• **What needs to be done**
Count the lines in the records below that contain the string "wall", treating uppercase and lowercase as different. Reply with the number alone.

[BEGIN Material supplied]

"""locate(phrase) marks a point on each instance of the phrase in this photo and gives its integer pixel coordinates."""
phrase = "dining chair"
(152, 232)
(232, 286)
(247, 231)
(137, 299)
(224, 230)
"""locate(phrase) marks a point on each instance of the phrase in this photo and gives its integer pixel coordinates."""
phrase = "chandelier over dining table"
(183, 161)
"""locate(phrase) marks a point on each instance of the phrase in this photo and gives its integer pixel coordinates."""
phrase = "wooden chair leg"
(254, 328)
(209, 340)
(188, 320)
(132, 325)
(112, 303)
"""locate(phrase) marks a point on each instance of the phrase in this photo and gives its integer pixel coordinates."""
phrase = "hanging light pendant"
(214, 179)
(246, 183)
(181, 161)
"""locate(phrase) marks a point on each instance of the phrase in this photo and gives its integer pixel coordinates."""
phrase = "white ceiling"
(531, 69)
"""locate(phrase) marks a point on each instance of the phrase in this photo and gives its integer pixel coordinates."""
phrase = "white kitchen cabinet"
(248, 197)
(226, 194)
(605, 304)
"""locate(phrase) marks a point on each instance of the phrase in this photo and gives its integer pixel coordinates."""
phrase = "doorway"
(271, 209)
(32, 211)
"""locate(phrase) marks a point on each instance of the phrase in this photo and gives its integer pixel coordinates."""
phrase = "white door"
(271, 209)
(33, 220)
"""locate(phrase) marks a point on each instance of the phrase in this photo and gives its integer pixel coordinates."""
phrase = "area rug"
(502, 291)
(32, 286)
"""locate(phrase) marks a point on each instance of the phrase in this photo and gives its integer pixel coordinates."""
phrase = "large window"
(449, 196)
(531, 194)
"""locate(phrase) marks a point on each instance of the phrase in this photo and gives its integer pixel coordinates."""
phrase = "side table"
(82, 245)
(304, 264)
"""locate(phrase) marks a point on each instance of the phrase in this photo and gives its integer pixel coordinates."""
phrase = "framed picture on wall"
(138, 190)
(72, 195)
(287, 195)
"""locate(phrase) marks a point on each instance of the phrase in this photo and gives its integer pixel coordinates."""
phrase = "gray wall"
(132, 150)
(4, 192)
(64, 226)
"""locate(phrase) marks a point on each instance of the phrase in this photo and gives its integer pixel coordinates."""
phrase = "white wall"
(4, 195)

[END Material supplied]

• **Final result**
3